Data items
####################
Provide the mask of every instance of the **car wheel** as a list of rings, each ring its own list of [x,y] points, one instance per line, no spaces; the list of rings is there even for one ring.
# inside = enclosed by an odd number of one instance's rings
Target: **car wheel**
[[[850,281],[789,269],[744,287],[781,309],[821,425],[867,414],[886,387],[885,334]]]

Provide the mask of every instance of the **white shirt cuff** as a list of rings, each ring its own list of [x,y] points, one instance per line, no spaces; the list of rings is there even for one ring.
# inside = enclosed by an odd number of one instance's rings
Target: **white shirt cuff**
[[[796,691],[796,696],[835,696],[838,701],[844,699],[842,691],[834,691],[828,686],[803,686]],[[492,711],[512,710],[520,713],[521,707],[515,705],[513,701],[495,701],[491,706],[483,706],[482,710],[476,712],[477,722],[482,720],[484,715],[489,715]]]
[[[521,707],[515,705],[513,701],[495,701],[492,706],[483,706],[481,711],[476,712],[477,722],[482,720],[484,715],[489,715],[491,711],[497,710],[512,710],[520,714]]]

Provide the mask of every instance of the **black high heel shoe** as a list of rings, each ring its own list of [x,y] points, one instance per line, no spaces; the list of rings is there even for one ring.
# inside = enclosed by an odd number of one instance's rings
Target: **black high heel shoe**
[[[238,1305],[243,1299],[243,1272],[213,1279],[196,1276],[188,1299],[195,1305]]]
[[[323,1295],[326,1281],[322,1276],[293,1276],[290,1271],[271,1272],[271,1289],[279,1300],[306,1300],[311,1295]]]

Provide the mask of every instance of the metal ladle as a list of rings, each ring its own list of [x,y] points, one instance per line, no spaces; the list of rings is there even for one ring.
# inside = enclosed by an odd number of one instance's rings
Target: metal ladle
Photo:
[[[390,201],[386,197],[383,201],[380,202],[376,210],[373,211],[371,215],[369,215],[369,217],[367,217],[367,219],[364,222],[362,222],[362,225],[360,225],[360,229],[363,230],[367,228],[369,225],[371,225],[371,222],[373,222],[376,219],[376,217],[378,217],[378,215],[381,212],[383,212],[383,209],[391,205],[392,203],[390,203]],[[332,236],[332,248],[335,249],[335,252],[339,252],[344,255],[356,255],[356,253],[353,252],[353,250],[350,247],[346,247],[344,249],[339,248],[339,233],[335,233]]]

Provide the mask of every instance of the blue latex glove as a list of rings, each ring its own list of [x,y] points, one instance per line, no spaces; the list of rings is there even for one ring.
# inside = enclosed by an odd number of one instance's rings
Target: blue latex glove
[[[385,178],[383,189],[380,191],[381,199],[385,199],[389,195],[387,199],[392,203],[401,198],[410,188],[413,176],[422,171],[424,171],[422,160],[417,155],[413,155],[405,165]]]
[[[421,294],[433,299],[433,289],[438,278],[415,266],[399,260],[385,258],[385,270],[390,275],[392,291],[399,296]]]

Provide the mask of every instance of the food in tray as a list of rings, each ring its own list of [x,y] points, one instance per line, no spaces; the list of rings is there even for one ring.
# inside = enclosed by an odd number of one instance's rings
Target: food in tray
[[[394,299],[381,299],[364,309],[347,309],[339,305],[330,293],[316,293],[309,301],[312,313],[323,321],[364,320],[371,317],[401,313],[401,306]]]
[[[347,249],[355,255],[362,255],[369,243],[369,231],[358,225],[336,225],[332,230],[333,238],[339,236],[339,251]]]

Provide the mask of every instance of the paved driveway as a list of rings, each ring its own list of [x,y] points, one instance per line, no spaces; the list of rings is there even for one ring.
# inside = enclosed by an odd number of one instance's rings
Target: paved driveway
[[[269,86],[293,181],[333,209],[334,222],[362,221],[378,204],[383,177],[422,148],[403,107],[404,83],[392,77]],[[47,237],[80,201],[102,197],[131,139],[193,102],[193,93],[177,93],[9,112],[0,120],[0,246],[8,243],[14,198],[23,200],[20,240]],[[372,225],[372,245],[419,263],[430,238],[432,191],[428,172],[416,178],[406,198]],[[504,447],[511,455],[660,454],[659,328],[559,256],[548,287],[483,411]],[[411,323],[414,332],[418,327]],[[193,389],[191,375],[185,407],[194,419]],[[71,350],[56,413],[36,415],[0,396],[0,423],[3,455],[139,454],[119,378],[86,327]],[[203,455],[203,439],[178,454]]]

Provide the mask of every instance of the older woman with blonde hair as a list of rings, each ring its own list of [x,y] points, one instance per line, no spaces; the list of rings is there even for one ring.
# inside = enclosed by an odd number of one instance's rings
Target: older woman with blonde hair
####################
### Exercise objective
Within the entries above, how many lines contain "metal"? Respond with the number only.

### Answer to this exercise
2